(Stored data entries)
_ _ _ _ _

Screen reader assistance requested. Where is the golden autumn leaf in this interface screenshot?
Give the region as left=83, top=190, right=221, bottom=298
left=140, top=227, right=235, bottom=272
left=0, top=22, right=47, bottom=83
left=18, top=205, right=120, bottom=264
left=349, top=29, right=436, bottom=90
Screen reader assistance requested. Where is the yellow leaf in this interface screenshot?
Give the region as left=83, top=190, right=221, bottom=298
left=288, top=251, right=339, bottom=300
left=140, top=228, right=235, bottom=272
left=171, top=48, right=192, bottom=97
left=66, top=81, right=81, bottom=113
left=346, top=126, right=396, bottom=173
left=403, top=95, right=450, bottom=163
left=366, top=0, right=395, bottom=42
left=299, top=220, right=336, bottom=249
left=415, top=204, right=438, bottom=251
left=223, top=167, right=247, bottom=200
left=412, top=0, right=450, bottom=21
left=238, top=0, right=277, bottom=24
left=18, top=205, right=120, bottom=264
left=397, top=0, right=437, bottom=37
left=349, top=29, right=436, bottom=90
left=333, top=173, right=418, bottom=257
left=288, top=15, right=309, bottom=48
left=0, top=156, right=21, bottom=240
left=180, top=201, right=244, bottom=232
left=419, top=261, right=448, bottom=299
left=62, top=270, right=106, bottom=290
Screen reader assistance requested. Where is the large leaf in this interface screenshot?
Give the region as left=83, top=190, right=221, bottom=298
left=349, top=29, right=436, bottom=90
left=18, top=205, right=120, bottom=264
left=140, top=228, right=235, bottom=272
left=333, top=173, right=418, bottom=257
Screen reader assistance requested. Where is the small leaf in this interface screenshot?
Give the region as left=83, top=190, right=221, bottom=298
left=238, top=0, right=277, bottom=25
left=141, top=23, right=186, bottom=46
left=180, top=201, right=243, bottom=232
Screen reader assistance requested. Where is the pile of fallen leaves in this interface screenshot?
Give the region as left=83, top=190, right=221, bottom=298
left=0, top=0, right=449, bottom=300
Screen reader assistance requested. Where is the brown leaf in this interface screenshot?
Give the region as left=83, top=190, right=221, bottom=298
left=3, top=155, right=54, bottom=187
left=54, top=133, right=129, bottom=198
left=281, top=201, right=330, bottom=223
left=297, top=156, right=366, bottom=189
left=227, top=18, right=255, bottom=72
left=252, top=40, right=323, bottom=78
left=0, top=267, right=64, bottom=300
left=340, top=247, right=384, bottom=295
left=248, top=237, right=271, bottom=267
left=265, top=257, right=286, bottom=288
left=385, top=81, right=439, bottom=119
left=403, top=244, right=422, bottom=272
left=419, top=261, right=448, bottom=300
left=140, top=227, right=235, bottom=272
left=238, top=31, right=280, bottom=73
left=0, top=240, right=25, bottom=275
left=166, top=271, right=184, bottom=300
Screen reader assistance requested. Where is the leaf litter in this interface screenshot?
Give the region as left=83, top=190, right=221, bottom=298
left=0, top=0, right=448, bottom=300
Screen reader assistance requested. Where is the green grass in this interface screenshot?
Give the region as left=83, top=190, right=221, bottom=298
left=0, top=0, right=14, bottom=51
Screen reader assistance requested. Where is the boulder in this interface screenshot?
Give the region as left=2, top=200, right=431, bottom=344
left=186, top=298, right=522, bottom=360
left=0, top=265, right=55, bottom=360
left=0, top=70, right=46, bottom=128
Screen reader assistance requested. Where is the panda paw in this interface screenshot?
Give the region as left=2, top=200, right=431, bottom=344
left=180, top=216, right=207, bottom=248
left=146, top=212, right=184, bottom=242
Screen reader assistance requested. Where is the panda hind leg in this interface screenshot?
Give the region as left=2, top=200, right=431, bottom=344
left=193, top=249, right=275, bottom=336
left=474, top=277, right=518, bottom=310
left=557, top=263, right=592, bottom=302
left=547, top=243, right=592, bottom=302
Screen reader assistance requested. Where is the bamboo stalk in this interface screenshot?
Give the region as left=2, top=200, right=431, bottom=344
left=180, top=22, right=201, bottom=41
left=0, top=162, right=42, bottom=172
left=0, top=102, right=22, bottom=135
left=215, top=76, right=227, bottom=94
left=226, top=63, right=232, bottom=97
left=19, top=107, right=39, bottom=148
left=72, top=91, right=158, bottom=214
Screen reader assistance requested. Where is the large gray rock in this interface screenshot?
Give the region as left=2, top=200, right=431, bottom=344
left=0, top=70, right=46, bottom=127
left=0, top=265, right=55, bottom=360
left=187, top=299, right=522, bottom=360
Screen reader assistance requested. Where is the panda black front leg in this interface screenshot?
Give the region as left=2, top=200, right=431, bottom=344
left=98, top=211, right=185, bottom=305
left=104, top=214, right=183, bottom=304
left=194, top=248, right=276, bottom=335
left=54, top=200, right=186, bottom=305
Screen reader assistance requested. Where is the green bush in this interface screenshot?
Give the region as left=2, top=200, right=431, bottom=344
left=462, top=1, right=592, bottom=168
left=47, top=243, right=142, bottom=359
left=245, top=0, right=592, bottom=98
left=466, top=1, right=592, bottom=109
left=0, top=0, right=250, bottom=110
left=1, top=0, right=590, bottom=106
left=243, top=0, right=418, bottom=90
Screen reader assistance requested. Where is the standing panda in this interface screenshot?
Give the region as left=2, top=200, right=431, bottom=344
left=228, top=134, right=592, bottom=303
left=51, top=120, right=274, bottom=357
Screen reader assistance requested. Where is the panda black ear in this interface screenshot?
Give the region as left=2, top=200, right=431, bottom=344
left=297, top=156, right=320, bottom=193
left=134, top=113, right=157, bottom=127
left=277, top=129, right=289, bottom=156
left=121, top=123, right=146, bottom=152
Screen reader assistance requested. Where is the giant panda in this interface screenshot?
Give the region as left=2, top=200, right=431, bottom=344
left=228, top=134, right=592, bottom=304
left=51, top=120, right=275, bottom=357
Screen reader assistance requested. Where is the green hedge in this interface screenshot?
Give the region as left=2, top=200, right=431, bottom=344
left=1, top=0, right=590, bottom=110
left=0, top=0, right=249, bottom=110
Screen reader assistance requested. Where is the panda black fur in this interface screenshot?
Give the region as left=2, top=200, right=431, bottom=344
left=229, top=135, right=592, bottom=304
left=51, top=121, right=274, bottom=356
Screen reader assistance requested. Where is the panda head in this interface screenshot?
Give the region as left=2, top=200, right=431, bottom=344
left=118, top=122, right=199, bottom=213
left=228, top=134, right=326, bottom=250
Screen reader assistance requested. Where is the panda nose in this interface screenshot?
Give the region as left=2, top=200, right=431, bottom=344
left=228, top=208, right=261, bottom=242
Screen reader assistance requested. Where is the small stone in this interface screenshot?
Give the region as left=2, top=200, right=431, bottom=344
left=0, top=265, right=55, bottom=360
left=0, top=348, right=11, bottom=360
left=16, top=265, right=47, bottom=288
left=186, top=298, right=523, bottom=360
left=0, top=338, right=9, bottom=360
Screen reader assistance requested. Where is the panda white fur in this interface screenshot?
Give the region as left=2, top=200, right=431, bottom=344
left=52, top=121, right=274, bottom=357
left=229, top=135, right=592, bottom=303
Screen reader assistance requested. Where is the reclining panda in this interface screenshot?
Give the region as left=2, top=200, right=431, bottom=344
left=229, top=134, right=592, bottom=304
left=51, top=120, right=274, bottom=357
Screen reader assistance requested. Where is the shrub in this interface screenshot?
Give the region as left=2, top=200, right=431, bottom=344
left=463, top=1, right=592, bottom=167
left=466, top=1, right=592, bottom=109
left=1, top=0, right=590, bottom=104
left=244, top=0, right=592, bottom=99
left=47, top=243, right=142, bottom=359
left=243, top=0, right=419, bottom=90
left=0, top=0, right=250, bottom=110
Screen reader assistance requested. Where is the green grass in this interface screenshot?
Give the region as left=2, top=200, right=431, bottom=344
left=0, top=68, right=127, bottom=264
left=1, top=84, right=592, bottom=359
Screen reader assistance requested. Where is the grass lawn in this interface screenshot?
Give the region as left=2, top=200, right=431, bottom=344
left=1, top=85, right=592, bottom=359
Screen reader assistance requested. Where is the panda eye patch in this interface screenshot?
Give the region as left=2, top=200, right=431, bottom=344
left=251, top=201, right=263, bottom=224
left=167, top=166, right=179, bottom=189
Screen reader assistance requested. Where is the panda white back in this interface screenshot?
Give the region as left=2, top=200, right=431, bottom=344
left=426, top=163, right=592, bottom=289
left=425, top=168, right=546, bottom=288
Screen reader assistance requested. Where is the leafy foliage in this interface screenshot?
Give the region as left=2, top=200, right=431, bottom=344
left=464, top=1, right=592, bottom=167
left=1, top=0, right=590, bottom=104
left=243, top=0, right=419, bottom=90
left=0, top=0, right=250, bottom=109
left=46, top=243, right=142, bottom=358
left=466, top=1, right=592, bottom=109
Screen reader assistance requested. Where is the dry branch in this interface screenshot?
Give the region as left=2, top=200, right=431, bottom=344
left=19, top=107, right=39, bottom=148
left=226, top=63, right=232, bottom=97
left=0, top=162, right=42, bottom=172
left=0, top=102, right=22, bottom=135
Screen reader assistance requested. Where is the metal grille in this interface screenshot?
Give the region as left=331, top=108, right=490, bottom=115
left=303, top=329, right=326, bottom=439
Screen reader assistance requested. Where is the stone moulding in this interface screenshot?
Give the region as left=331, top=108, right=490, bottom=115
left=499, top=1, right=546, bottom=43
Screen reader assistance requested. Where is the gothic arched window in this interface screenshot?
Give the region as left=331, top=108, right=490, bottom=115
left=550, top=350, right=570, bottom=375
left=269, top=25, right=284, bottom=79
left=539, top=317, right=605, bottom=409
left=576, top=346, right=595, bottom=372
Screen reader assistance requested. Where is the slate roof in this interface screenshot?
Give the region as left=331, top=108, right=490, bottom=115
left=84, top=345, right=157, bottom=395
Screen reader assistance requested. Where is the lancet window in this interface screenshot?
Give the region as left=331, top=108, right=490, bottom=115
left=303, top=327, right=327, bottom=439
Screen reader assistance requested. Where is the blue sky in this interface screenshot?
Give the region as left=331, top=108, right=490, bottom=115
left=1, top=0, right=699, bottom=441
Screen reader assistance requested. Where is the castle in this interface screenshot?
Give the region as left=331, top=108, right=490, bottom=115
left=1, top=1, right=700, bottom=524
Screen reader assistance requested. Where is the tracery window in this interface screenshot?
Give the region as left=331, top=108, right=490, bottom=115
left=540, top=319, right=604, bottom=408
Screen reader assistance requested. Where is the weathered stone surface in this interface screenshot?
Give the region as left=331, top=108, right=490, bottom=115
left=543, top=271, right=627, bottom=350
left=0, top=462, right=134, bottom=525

_ _ _ _ _

Problem to work on ->
The expected answer is every line in the data above that carries the string "stone".

Written answer ->
Screen reader assistance requested. Where is the small stone in this interface screenshot?
Screen reader assistance requested. Where is the stone moulding in this interface screenshot?
Screen reader assistance requested. Where is the weathered stone surface in this interface screenshot?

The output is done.